— START OF Available records —

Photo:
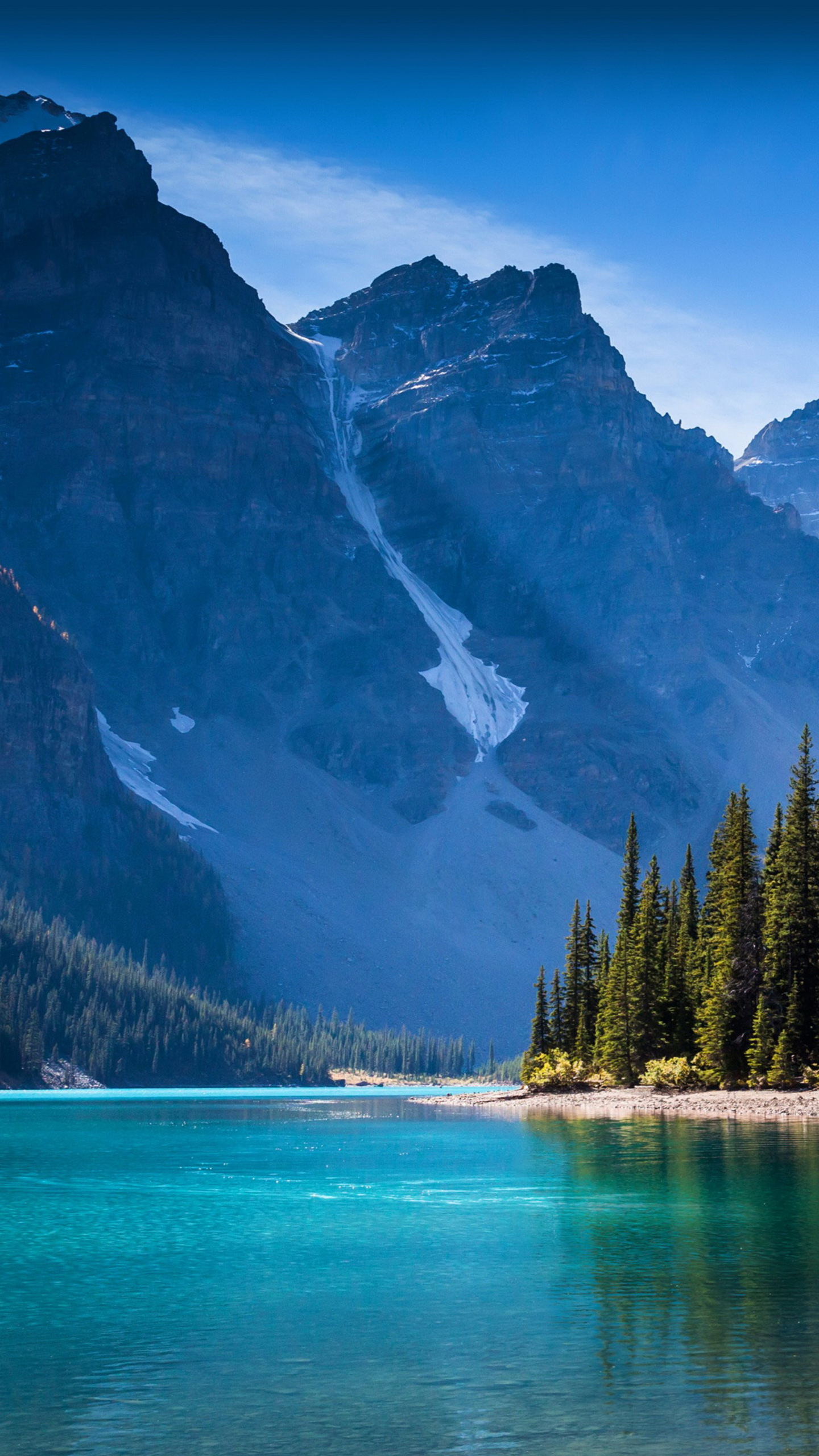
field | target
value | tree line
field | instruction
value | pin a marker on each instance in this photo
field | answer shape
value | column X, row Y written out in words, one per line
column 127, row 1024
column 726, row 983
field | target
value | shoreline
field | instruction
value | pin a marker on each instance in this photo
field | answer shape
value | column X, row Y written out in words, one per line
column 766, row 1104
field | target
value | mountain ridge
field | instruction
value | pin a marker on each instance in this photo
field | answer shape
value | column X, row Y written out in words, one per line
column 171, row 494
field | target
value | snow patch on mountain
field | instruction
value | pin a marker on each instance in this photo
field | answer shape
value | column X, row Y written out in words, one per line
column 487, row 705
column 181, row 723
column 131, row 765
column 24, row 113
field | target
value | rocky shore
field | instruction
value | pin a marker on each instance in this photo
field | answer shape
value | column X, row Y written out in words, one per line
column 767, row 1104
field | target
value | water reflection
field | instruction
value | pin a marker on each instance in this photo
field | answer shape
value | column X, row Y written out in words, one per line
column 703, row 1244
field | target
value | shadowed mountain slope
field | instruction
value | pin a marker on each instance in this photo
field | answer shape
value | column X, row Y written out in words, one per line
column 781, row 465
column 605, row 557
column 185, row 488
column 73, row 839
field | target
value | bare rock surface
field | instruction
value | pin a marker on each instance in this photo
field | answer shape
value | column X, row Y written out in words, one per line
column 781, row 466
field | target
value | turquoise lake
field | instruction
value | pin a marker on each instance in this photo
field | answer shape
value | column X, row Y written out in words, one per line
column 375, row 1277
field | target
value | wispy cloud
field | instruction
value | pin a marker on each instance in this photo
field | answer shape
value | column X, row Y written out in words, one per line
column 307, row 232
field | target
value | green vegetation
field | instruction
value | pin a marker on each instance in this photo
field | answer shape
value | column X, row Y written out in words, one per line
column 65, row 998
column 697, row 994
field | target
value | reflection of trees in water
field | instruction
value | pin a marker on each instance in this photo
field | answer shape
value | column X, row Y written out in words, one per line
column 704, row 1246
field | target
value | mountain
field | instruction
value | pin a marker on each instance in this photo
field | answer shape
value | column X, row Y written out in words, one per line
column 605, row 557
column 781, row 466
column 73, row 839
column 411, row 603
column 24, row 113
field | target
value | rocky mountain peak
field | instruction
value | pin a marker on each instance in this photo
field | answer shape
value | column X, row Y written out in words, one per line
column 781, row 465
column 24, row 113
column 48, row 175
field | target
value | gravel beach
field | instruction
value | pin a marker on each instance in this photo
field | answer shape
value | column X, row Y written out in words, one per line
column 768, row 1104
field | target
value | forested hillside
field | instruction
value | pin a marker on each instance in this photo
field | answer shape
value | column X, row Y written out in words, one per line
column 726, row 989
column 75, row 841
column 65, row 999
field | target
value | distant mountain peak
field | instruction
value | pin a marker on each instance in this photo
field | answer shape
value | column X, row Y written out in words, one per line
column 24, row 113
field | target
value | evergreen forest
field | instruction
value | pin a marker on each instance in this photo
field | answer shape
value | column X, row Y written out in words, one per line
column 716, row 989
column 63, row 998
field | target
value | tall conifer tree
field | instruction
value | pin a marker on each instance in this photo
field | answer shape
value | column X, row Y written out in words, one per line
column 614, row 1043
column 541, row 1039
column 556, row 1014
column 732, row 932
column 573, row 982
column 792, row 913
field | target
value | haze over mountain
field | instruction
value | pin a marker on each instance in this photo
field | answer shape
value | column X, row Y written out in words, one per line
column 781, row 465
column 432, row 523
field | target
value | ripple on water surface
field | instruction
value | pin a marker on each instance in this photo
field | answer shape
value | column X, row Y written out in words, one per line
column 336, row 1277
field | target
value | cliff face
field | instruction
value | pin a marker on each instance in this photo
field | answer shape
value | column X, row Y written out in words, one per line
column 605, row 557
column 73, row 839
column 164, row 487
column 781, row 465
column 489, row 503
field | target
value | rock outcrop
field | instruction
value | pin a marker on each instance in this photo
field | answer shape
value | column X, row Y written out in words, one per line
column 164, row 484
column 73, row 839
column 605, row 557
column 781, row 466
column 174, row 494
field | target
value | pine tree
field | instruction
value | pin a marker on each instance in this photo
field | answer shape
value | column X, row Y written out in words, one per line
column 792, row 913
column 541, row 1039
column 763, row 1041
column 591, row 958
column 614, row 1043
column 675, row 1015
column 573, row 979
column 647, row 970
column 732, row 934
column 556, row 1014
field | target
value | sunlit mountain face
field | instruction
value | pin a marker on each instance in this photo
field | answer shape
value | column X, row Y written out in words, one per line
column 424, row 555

— END OF Available records —
— START OF Available records —

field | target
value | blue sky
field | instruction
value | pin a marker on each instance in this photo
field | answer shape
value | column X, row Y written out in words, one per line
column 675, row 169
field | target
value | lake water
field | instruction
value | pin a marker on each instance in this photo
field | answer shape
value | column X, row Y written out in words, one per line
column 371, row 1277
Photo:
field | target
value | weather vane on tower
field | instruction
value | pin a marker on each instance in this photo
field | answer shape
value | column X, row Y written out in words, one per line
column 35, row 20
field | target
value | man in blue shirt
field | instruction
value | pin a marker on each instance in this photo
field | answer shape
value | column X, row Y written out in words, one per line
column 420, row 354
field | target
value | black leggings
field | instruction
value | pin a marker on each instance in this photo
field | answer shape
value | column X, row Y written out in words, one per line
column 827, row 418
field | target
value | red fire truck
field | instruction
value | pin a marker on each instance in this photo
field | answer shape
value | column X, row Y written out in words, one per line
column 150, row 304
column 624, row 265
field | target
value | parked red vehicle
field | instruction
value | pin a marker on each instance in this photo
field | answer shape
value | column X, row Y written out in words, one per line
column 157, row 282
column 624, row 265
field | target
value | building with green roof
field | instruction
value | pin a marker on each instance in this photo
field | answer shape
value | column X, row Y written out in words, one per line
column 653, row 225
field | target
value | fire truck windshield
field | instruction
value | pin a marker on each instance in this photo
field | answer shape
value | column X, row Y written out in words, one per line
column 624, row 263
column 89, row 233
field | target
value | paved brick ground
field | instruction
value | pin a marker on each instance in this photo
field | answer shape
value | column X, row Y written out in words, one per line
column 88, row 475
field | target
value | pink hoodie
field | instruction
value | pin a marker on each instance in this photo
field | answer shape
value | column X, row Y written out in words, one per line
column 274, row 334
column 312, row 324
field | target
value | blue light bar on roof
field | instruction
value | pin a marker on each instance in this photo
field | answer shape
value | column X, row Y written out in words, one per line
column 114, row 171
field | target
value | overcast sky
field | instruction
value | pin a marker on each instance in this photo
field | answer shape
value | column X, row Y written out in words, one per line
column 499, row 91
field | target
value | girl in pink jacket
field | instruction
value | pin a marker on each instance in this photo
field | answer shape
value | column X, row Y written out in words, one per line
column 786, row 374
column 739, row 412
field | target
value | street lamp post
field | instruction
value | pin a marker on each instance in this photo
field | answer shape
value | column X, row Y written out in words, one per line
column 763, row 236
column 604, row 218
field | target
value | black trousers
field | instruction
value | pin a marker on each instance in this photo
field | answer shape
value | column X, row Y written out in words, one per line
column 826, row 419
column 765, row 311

— END OF Available records —

__Problem__
Locate each line of the items above that contains the word "mountain", and copy those lines out.

__Solution__
value | mountain ridge
value | snow patch on mountain
value | shadowed mountain slope
value | mountain
value | rocky mountain peak
value | distant mountain peak
value | haze over mountain
value | sunlit mountain face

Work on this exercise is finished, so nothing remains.